§ Task goal:
Reproduce the passage of the post on COVID-19 and the operational environment that lies between "Fighting and winning" and "pandemics like COVID-19.", inclusive, copying it word for word.

§ Page excerpt:

230. Contagion: COVID-19’s impact on the Operational Environment (Part 5)

[Editor’s Note: Mad Scientist Laboratory’s “Contagion” series of posts continues with returning guest blogger LTCOL Nathan Pierpoint‘s submission, providing a list of questions that the United States and its allies and partners should consider in stabilizing and mitigating the disruptive effects of the COVID-19 Global Pandemic and precluding our adversaries from exploiting circumstances to their advantage. LTCOL Pierpoint describes how the world’s liberal democracies must prepare and position themselves to defend the rules-based global order — countering hostile competitive influences and, as necessary, preparing for armed conflict with any adversary seeking to capitalize on this global crisis.]

Fighting and winning the next war will depend largely on how we are postured – physically, institutionally, and mentally. The current pandemic should give us some cause to consider how we are postured to fight the next war in more ways than one. Most importantly, what if war breaks out when everyone is sick? This post seeks to explore the vital questions of national security that we should be asking of the government and the military during times of global pandemics like COVID-19.

The impetus for most nations to manage their internal struggles is entirely appropriate at this stage of the pandemic. Those that have worked at the interagency level can appreciate that navigating policy and budgets is a challenge, and can heavily influence the speed in which governments can react. Attempting to lay blame on internal state or federal institutions is never helpful; rather it should give us cause to consider how we navigate the competition aspects of this crisis. Considering the rise of peer competitors and adversaries that seek to degrade our rules-based global order, we should seek to ensure we remain competitive in all domains, regardless of season, weather, terrain, or contagion. In other words, are we prepared to defend our interests against an adversary that is willing to gain and take advantage while we are down?

As we navigate the current and future-operating environment against these types of threats, we should also consider that this is an important time in the competition ‘phase’ against our adversaries. While I appreciate that competition should not be viewed as a phase, it is prudent to think of it at this point of the pandemic, and our response, as the ‘preparation phase’ in the event an adversary seeks to gain a decisive advantage while we are focussed elsewhere. The types of questions we should be asking ourselves include: what are our critical vulnerabilities in our defensive posture at this time? Can we continue to maintain the requisite industrial capacity? Are our critical industries and infrastructure still secure? Would an adversary seek to exploit these vulnerabilities to gain an advantage? Are they postured or even capable of supporting an increase in activity should war break out? Let’s explore these questions in a little more detail.

While many would like to think the world is pre-occupied with overcoming the larger medical issues and associated economic instability associated with COVID-19, it’s worth appreciating that many of our adversaries choose not to employ the same ethical standards as us. In this regard, we should consider that it is highly likely that adversaries, having either largely overcome this pandemic, or having managed to stay immune to it (*cough cough*), would seek to identify leverage points for political or military advantage while we are focused on our internal struggles. It’s necessary to explore this issue in more detail.

§ Data records:
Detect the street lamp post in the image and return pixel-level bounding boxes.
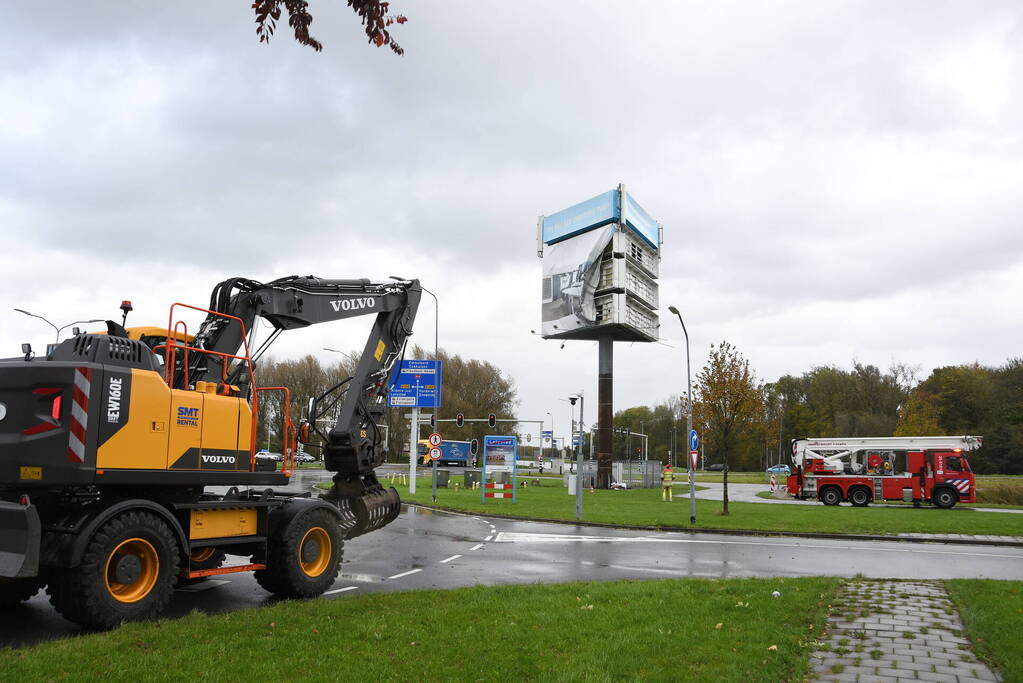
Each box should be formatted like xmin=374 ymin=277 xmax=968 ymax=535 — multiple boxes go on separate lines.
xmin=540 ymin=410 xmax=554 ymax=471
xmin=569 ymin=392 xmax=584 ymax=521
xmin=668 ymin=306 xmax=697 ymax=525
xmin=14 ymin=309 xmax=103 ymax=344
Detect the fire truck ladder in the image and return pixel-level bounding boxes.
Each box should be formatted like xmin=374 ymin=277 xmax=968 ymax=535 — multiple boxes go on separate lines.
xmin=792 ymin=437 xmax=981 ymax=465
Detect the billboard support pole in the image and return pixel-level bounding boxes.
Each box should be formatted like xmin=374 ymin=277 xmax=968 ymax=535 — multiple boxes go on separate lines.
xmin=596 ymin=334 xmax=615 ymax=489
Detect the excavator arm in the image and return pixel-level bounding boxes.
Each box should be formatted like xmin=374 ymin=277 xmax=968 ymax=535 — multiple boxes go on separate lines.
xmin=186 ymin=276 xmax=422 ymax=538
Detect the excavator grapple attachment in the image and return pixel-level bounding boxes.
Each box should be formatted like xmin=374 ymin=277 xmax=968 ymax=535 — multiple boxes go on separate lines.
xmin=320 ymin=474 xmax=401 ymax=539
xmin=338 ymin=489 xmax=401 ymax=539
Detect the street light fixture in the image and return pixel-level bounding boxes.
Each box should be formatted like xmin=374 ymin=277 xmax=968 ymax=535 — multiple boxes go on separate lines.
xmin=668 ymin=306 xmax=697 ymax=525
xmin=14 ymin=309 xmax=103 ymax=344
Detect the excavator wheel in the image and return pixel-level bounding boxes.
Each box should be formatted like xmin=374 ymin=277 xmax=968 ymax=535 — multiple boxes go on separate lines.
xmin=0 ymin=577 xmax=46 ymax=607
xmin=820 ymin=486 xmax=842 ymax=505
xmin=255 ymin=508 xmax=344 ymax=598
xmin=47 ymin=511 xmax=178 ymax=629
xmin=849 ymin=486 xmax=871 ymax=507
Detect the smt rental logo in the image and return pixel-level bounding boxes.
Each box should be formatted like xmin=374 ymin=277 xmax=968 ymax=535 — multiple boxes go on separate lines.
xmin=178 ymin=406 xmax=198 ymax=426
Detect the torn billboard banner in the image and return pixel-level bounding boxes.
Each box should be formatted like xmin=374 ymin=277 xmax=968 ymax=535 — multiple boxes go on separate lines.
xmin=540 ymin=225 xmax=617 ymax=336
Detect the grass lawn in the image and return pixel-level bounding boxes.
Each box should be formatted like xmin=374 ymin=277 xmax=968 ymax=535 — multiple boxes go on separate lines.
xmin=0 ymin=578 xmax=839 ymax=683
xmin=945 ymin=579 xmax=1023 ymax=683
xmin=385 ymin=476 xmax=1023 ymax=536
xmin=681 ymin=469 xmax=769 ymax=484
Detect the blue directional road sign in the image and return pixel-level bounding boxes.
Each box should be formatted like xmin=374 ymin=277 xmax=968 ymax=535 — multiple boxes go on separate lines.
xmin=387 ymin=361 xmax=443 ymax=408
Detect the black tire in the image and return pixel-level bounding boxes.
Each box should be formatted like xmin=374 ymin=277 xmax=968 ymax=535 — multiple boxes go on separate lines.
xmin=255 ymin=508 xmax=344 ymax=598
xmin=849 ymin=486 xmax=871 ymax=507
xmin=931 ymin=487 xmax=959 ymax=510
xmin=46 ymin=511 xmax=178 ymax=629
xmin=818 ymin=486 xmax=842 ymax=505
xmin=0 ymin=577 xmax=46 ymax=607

§ Output for this task:
Fighting and winning the next war will depend largely on how we are postured – physically, institutionally, and mentally. The current pandemic should give us some cause to consider how we are postured to fight the next war in more ways than one. Most importantly, what if war breaks out when everyone is sick? This post seeks to explore the vital questions of national security that we should be asking of the government and the military during times of global pandemics like COVID-19.